• WHAT THE TASK REQUIRES: What's needed is an exact retyping of the lines from the start of the listing up to and including the line with "the green field.", minus any pictures.

Segment Start: SOURCE DATA

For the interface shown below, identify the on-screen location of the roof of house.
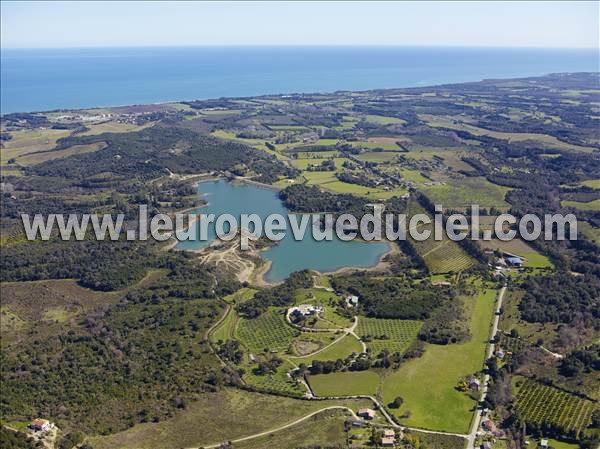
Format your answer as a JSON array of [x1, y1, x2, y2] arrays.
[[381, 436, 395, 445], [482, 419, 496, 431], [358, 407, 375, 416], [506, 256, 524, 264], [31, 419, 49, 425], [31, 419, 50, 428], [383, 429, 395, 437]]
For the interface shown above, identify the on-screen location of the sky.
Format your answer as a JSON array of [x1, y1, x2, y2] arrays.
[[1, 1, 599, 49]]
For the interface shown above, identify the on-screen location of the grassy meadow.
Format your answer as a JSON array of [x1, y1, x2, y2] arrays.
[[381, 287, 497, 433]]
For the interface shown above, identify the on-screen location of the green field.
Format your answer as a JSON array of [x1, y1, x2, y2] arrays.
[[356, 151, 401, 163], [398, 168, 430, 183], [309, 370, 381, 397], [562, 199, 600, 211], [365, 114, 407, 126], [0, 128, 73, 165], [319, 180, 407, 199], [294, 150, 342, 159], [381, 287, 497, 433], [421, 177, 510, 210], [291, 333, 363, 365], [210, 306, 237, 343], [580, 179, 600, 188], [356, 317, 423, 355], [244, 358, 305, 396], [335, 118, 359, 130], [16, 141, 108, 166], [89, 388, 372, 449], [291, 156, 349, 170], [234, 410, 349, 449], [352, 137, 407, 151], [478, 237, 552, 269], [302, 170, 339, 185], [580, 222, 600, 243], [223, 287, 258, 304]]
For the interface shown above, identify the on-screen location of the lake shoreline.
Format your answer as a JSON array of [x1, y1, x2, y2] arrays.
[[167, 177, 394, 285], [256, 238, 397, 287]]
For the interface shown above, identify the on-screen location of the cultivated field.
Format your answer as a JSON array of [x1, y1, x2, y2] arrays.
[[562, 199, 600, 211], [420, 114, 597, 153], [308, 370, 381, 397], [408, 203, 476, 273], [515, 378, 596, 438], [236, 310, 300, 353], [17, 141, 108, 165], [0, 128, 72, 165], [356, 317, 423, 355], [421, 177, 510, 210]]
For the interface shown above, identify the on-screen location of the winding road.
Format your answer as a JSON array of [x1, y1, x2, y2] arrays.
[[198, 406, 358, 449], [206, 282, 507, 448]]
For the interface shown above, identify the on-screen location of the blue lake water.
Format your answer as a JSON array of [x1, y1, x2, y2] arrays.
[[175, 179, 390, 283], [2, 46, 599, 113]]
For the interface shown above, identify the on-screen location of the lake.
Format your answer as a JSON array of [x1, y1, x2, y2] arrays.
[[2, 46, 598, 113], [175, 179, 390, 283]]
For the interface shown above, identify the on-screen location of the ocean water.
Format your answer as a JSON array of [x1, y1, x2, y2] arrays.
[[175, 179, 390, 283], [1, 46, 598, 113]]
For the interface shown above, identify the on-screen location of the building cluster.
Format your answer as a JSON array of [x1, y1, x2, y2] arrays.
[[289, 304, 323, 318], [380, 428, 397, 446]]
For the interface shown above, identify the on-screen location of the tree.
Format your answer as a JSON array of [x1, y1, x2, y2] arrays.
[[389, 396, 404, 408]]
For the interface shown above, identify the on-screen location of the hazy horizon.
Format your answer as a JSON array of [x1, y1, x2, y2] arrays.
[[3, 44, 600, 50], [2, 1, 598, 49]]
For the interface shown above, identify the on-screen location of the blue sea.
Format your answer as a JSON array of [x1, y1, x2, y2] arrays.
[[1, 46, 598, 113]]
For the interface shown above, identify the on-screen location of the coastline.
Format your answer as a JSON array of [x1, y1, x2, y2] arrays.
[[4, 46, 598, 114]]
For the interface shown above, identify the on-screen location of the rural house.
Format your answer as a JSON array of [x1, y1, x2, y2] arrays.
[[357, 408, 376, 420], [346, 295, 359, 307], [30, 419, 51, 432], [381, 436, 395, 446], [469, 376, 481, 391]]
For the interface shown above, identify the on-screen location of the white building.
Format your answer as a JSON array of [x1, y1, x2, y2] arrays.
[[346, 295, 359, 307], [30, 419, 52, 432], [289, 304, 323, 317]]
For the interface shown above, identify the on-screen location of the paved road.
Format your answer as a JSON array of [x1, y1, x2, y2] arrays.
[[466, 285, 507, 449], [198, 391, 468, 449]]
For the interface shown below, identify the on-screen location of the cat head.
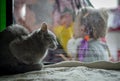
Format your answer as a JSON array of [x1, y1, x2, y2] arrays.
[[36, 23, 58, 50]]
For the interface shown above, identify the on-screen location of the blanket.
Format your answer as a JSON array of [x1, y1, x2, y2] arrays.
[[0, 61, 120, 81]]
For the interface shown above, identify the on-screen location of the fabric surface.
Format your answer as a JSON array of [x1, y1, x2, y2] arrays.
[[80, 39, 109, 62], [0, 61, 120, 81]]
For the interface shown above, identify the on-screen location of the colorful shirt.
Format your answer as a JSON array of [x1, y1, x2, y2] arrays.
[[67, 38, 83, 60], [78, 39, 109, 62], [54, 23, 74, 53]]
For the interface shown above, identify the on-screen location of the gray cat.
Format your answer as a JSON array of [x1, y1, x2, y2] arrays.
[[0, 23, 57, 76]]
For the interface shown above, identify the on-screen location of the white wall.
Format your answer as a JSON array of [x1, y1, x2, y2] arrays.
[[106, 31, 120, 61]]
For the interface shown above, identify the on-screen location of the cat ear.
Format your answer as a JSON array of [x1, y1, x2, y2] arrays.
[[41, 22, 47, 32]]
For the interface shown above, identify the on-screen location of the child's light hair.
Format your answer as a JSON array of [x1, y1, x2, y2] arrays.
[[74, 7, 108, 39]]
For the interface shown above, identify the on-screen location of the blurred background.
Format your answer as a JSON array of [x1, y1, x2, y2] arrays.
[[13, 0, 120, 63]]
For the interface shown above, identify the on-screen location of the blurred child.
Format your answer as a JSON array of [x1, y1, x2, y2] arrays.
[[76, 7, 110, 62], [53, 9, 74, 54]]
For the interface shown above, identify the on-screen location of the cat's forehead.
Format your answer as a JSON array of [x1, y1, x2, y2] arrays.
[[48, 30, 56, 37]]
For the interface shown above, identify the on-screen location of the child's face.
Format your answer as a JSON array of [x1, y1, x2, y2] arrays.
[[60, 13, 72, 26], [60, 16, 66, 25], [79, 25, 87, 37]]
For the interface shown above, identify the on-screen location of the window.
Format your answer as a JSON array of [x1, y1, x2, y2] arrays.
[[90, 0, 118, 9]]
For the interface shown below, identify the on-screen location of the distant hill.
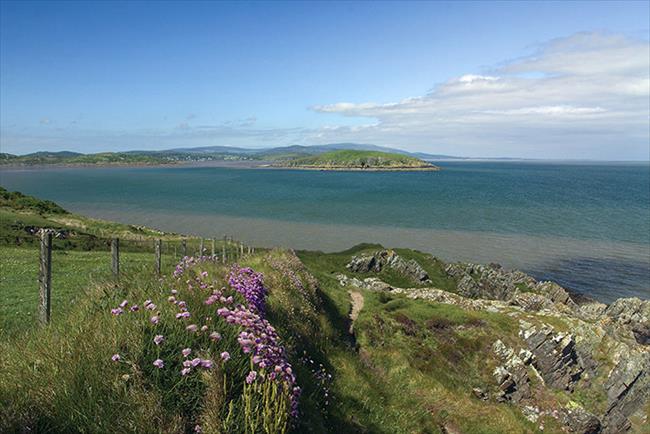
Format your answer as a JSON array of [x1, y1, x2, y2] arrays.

Segment End: SOURCE DATA

• RESPONSE TO THIS TASK:
For the interface shown below, identify the on-screen location of the roof of house.
Format your answer as a JSON array of [x1, y1, x2, y2] arrays.
[[381, 436, 395, 445], [482, 419, 496, 431], [358, 407, 375, 416], [506, 256, 524, 264], [31, 419, 49, 425], [31, 419, 50, 428], [383, 429, 395, 437]]
For the interface shown above, identify the on-screen location of the sky.
Format your answer as a JSON array of [x1, y1, x2, y2] arrays.
[[1, 1, 599, 49]]
For the interface shown above, identify the on-screen location of the grassy meadow.
Format your answer as a JSON array of [x1, y1, x2, y2] arrays.
[[381, 287, 497, 433]]
For the interface shown above, identify the on-screen location of the green field.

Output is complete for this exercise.